- **Brief**: List every line in the items below that contains the string "path". Matching is case-sensitive.

(Records from a dataset)

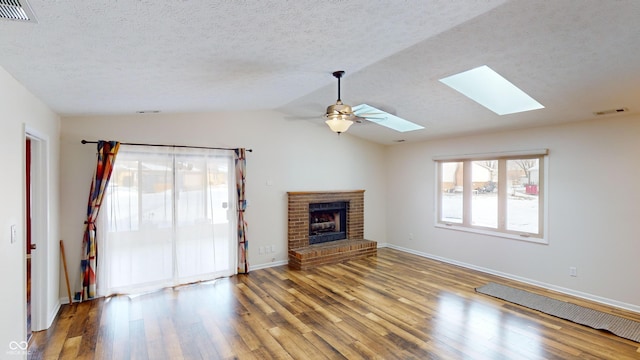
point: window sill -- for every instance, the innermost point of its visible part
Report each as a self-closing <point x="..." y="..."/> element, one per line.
<point x="492" y="233"/>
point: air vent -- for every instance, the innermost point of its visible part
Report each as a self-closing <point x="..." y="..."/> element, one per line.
<point x="611" y="111"/>
<point x="16" y="10"/>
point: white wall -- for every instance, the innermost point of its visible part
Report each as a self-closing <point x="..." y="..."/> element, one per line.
<point x="593" y="205"/>
<point x="287" y="156"/>
<point x="20" y="108"/>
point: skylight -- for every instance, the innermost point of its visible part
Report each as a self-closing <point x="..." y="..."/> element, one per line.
<point x="489" y="89"/>
<point x="383" y="118"/>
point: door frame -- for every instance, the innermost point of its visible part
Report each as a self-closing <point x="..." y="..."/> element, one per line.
<point x="40" y="176"/>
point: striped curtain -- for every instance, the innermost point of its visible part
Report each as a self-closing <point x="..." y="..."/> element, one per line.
<point x="107" y="151"/>
<point x="243" y="245"/>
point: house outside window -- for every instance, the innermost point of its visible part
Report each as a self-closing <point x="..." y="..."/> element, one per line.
<point x="499" y="194"/>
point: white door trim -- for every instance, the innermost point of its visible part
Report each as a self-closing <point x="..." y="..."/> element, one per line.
<point x="40" y="232"/>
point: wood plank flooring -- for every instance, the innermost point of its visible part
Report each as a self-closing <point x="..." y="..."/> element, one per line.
<point x="393" y="306"/>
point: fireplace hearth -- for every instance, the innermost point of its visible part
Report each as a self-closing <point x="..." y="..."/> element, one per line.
<point x="326" y="228"/>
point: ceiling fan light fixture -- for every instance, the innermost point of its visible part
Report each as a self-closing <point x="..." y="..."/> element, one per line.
<point x="339" y="115"/>
<point x="338" y="123"/>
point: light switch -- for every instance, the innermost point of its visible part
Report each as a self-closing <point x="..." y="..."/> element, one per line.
<point x="14" y="233"/>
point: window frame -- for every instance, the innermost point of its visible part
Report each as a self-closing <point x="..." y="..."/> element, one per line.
<point x="501" y="230"/>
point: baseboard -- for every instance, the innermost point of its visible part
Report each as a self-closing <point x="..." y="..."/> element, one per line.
<point x="582" y="295"/>
<point x="53" y="314"/>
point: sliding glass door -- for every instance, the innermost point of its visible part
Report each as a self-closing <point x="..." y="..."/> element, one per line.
<point x="168" y="219"/>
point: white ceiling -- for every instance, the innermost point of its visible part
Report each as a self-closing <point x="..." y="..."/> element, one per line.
<point x="118" y="57"/>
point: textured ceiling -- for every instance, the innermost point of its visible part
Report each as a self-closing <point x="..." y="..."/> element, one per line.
<point x="119" y="57"/>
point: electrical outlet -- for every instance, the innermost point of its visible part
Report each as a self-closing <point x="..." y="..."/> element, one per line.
<point x="14" y="234"/>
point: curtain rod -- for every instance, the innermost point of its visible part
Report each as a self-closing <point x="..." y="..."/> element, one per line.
<point x="160" y="145"/>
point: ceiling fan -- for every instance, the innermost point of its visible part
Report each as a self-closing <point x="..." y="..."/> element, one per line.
<point x="341" y="116"/>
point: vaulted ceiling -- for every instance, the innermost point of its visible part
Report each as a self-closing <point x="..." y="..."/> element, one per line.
<point x="576" y="57"/>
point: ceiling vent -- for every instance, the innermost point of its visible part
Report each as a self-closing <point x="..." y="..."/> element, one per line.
<point x="611" y="111"/>
<point x="16" y="10"/>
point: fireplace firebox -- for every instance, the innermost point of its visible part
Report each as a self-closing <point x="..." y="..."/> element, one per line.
<point x="327" y="222"/>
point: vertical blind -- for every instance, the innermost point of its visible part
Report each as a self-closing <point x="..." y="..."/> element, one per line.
<point x="168" y="218"/>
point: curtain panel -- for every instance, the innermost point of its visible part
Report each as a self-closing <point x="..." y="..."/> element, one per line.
<point x="243" y="245"/>
<point x="106" y="156"/>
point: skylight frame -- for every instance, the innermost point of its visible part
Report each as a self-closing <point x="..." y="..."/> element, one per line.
<point x="491" y="90"/>
<point x="385" y="119"/>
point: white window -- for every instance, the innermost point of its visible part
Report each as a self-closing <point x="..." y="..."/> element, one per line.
<point x="500" y="194"/>
<point x="168" y="218"/>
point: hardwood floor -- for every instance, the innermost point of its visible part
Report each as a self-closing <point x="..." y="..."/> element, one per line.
<point x="393" y="306"/>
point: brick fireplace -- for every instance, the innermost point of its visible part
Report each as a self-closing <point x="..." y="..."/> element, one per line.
<point x="302" y="254"/>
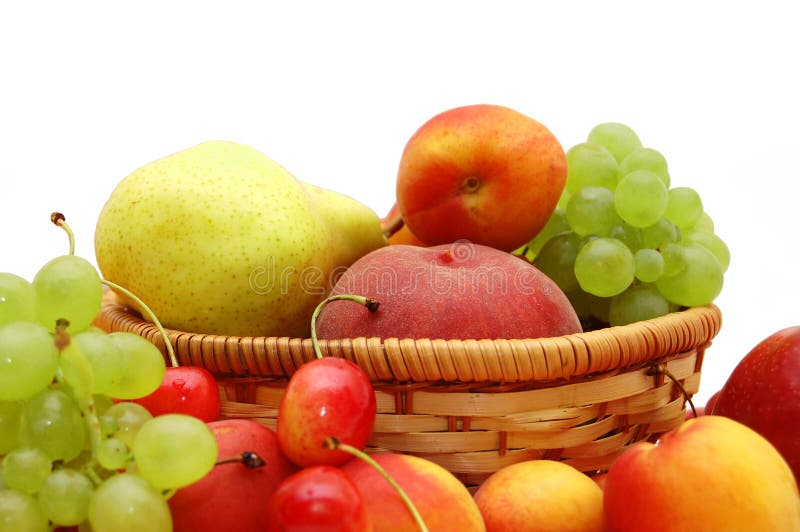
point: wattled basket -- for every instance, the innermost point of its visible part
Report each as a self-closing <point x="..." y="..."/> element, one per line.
<point x="474" y="406"/>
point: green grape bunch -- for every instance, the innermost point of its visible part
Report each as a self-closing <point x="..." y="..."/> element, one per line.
<point x="624" y="244"/>
<point x="69" y="454"/>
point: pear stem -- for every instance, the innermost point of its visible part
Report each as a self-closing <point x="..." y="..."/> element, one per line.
<point x="61" y="221"/>
<point x="334" y="444"/>
<point x="150" y="314"/>
<point x="370" y="303"/>
<point x="662" y="369"/>
<point x="393" y="225"/>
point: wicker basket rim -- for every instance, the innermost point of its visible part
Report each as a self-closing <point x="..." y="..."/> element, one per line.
<point x="424" y="360"/>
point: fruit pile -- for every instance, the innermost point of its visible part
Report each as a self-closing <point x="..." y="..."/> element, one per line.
<point x="623" y="244"/>
<point x="74" y="447"/>
<point x="96" y="432"/>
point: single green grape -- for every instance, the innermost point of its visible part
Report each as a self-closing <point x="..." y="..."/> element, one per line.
<point x="646" y="159"/>
<point x="640" y="198"/>
<point x="174" y="450"/>
<point x="649" y="265"/>
<point x="698" y="283"/>
<point x="673" y="259"/>
<point x="65" y="496"/>
<point x="604" y="267"/>
<point x="129" y="418"/>
<point x="28" y="360"/>
<point x="617" y="138"/>
<point x="102" y="403"/>
<point x="639" y="302"/>
<point x="21" y="512"/>
<point x="77" y="372"/>
<point x="104" y="358"/>
<point x="684" y="207"/>
<point x="68" y="287"/>
<point x="113" y="454"/>
<point x="108" y="425"/>
<point x="704" y="223"/>
<point x="128" y="503"/>
<point x="10" y="418"/>
<point x="563" y="199"/>
<point x="557" y="259"/>
<point x="713" y="243"/>
<point x="52" y="421"/>
<point x="660" y="233"/>
<point x="627" y="234"/>
<point x="590" y="164"/>
<point x="26" y="468"/>
<point x="16" y="299"/>
<point x="599" y="307"/>
<point x="591" y="211"/>
<point x="142" y="368"/>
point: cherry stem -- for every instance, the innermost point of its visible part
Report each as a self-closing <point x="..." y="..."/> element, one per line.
<point x="370" y="303"/>
<point x="150" y="314"/>
<point x="249" y="459"/>
<point x="393" y="225"/>
<point x="334" y="444"/>
<point x="61" y="221"/>
<point x="662" y="369"/>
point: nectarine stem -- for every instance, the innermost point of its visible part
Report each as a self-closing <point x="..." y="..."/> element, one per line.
<point x="334" y="444"/>
<point x="150" y="314"/>
<point x="393" y="225"/>
<point x="370" y="303"/>
<point x="61" y="221"/>
<point x="661" y="368"/>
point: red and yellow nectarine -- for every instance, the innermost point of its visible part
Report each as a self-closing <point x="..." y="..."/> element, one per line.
<point x="483" y="173"/>
<point x="709" y="474"/>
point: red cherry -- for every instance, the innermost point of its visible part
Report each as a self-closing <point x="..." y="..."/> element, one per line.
<point x="325" y="397"/>
<point x="188" y="390"/>
<point x="320" y="498"/>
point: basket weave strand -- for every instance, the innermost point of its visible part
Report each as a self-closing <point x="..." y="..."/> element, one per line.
<point x="475" y="406"/>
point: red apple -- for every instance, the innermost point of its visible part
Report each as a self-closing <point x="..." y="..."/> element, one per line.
<point x="320" y="498"/>
<point x="327" y="397"/>
<point x="460" y="290"/>
<point x="763" y="392"/>
<point x="233" y="497"/>
<point x="542" y="495"/>
<point x="711" y="473"/>
<point x="484" y="173"/>
<point x="190" y="390"/>
<point x="443" y="502"/>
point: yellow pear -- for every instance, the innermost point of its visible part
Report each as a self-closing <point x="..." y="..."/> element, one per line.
<point x="221" y="239"/>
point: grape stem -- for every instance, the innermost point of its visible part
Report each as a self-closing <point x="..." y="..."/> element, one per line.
<point x="61" y="221"/>
<point x="151" y="315"/>
<point x="370" y="303"/>
<point x="335" y="444"/>
<point x="62" y="339"/>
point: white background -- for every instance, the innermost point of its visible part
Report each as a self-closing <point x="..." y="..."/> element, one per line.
<point x="91" y="91"/>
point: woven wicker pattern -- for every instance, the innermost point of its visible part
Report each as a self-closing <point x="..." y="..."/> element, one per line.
<point x="476" y="405"/>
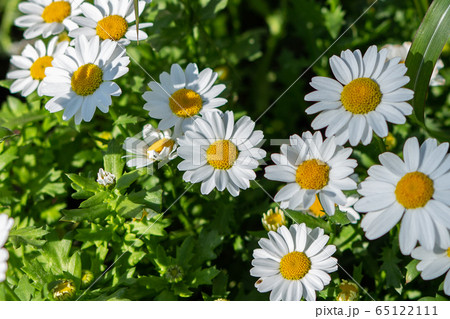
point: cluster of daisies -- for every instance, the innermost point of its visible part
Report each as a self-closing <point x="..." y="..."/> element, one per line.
<point x="85" y="54"/>
<point x="78" y="72"/>
<point x="366" y="94"/>
<point x="217" y="151"/>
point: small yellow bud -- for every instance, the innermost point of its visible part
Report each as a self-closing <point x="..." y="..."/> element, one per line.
<point x="64" y="290"/>
<point x="86" y="278"/>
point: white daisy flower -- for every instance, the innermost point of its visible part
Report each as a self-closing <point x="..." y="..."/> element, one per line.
<point x="182" y="96"/>
<point x="416" y="189"/>
<point x="110" y="19"/>
<point x="81" y="80"/>
<point x="220" y="153"/>
<point x="6" y="224"/>
<point x="312" y="166"/>
<point x="105" y="178"/>
<point x="31" y="65"/>
<point x="368" y="93"/>
<point x="47" y="17"/>
<point x="352" y="214"/>
<point x="401" y="51"/>
<point x="434" y="263"/>
<point x="293" y="263"/>
<point x="156" y="146"/>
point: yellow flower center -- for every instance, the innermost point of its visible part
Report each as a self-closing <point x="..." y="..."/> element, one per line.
<point x="316" y="208"/>
<point x="349" y="291"/>
<point x="222" y="154"/>
<point x="361" y="96"/>
<point x="312" y="174"/>
<point x="159" y="145"/>
<point x="274" y="219"/>
<point x="185" y="103"/>
<point x="37" y="69"/>
<point x="56" y="12"/>
<point x="294" y="266"/>
<point x="390" y="141"/>
<point x="112" y="27"/>
<point x="414" y="190"/>
<point x="87" y="79"/>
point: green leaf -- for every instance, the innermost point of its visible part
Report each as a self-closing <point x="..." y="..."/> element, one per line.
<point x="74" y="267"/>
<point x="204" y="276"/>
<point x="94" y="235"/>
<point x="211" y="9"/>
<point x="112" y="161"/>
<point x="6" y="83"/>
<point x="411" y="271"/>
<point x="310" y="221"/>
<point x="128" y="119"/>
<point x="339" y="218"/>
<point x="128" y="208"/>
<point x="184" y="253"/>
<point x="56" y="253"/>
<point x="5" y="133"/>
<point x="85" y="183"/>
<point x="90" y="214"/>
<point x="154" y="226"/>
<point x="425" y="50"/>
<point x="127" y="179"/>
<point x="28" y="235"/>
<point x="206" y="243"/>
<point x="7" y="157"/>
<point x="24" y="289"/>
<point x="36" y="272"/>
<point x="97" y="199"/>
<point x="136" y="16"/>
<point x="393" y="274"/>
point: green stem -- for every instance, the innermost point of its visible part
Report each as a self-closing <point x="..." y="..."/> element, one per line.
<point x="115" y="117"/>
<point x="11" y="292"/>
<point x="380" y="143"/>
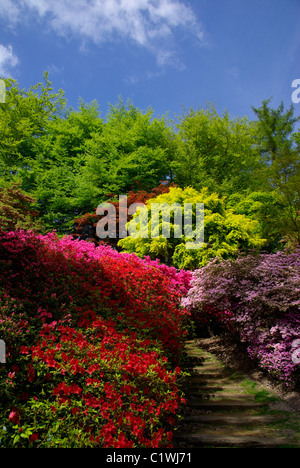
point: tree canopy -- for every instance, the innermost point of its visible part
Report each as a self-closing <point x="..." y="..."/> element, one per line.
<point x="71" y="160"/>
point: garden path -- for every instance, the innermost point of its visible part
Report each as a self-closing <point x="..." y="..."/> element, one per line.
<point x="225" y="408"/>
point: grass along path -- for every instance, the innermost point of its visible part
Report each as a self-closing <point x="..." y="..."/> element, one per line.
<point x="226" y="408"/>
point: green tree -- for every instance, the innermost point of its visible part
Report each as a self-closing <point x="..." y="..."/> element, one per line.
<point x="225" y="232"/>
<point x="23" y="119"/>
<point x="132" y="147"/>
<point x="217" y="152"/>
<point x="279" y="143"/>
<point x="17" y="211"/>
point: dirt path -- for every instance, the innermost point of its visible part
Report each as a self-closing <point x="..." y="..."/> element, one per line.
<point x="227" y="408"/>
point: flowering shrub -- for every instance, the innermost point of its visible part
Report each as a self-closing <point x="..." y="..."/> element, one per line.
<point x="93" y="338"/>
<point x="262" y="294"/>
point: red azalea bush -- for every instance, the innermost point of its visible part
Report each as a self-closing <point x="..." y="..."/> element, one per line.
<point x="262" y="295"/>
<point x="92" y="343"/>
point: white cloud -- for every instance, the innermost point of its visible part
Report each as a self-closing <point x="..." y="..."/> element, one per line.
<point x="148" y="23"/>
<point x="8" y="60"/>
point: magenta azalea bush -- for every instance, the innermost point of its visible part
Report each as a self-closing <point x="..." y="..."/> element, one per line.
<point x="94" y="341"/>
<point x="259" y="295"/>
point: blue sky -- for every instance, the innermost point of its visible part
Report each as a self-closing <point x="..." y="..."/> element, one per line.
<point x="166" y="54"/>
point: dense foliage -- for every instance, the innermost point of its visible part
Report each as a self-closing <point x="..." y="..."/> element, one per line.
<point x="93" y="340"/>
<point x="71" y="160"/>
<point x="257" y="296"/>
<point x="225" y="233"/>
<point x="95" y="328"/>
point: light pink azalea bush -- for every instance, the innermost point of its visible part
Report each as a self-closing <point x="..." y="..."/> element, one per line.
<point x="260" y="296"/>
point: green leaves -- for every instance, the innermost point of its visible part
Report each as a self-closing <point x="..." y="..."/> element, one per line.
<point x="225" y="232"/>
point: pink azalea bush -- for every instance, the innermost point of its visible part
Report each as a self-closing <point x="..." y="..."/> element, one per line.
<point x="259" y="295"/>
<point x="94" y="341"/>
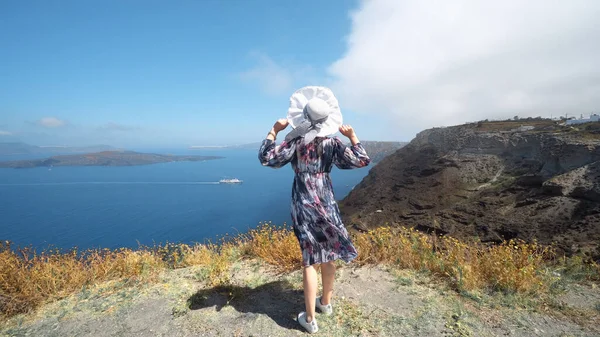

- **Solution below**:
point: garden path -- for every instance, the innermost point of its visible part
point: grass along path -- for every instance, the innermost point of its visible part
point: dirt path -- for every instance, the innermost point of its visible part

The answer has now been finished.